WORK TO DO:
Reproduce the lines from the one containing "Each instance receives one point. Annotate the rocky" through the one containing "[[266, 201], [283, 486]]", both included, and nothing else.

BEGIN TASK INPUT

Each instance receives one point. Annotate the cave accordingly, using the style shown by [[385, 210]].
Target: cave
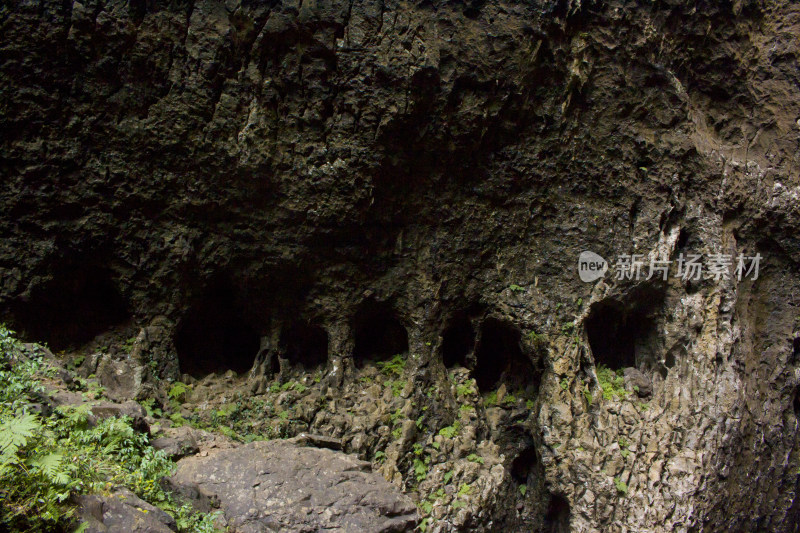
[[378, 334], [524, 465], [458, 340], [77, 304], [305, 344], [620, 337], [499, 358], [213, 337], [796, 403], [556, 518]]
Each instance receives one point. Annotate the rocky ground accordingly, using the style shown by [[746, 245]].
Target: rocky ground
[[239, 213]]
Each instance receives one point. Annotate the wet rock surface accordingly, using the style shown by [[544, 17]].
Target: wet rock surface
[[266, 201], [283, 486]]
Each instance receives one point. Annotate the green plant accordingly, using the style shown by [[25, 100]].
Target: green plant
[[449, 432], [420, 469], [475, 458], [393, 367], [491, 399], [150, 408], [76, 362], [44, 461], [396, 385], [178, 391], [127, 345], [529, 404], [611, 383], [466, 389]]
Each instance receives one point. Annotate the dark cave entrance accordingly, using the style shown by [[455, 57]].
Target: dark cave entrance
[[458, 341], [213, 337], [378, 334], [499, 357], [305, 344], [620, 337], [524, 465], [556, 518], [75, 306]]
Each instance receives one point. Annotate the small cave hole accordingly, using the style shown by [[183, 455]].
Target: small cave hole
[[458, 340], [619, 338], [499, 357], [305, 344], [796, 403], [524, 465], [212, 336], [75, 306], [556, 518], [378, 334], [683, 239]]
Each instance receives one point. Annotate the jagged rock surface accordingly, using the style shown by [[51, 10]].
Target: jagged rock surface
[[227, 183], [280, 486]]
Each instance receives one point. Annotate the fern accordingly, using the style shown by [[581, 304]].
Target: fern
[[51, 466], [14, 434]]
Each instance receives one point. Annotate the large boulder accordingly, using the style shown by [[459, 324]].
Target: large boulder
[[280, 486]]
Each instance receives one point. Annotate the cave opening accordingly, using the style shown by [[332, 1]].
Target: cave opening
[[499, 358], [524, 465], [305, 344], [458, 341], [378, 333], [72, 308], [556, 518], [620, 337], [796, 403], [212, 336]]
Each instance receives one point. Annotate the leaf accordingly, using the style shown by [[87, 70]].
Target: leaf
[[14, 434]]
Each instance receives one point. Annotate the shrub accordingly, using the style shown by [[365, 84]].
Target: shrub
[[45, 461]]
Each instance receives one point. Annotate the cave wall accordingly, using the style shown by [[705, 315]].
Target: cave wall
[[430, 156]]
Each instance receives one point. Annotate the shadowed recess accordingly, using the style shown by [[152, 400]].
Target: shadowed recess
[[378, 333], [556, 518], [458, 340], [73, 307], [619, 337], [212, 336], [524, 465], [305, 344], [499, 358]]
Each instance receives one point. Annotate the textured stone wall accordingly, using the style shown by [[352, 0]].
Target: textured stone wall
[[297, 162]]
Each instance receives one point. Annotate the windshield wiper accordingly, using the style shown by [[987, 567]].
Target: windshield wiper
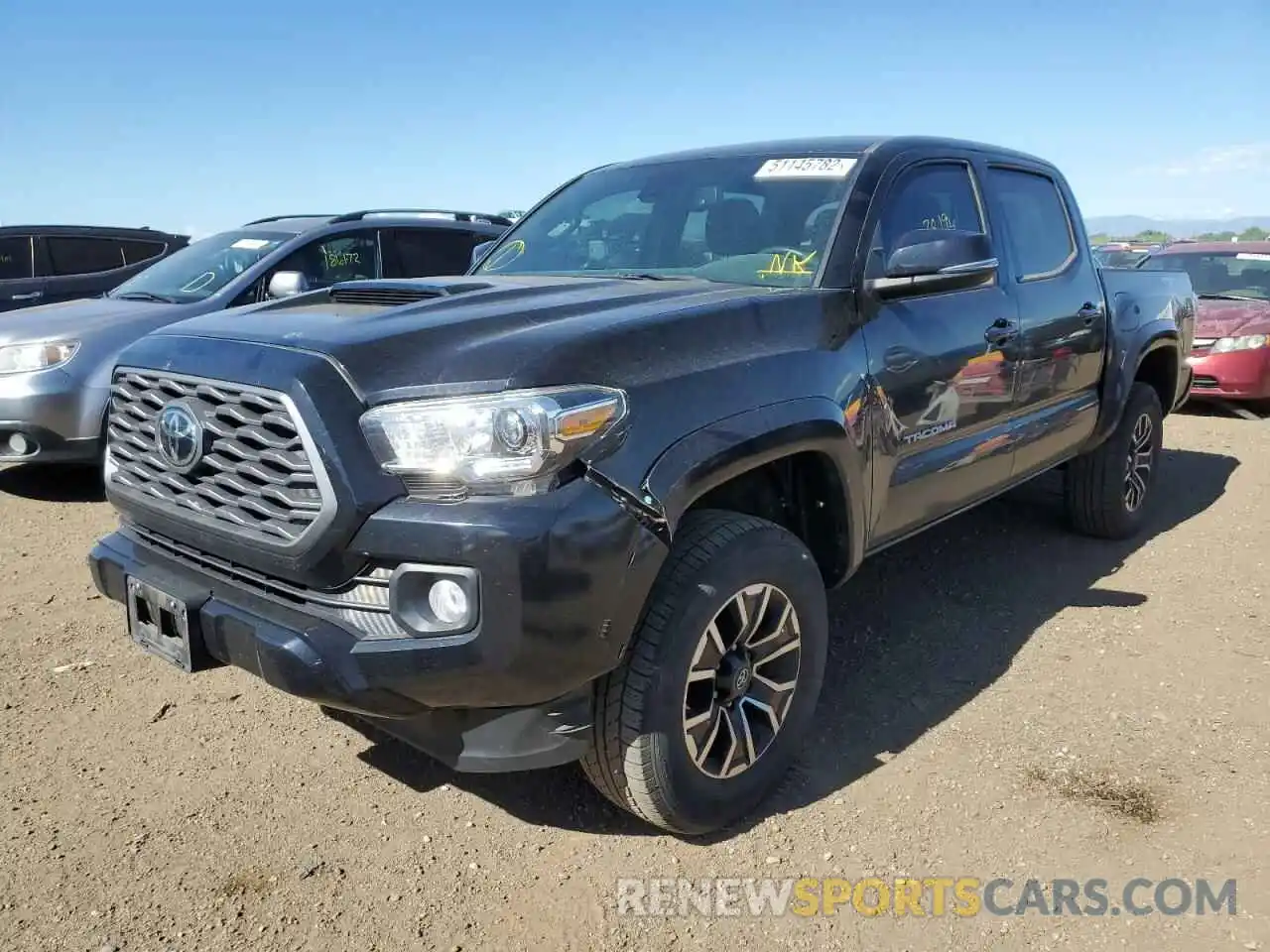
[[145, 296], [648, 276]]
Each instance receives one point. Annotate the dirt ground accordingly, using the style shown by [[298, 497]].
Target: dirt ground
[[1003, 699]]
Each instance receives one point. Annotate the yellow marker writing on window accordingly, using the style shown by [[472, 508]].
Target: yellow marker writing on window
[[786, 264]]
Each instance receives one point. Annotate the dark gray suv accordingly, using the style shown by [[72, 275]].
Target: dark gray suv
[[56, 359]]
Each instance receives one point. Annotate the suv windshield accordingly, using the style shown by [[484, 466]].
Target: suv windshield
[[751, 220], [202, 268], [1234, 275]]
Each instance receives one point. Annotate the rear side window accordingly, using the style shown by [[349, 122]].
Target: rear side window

END TASK INPUT

ANSWER BELOW:
Each instance receives one point. Annotate the rocky ground accordingly, using the style shown by [[746, 245]].
Target: rocky ground
[[239, 213]]
Each instance receives one point. Annotate the wet rock surface accordingly, using the style shown by [[544, 17]].
Target: wet rock surface
[[266, 201], [283, 486]]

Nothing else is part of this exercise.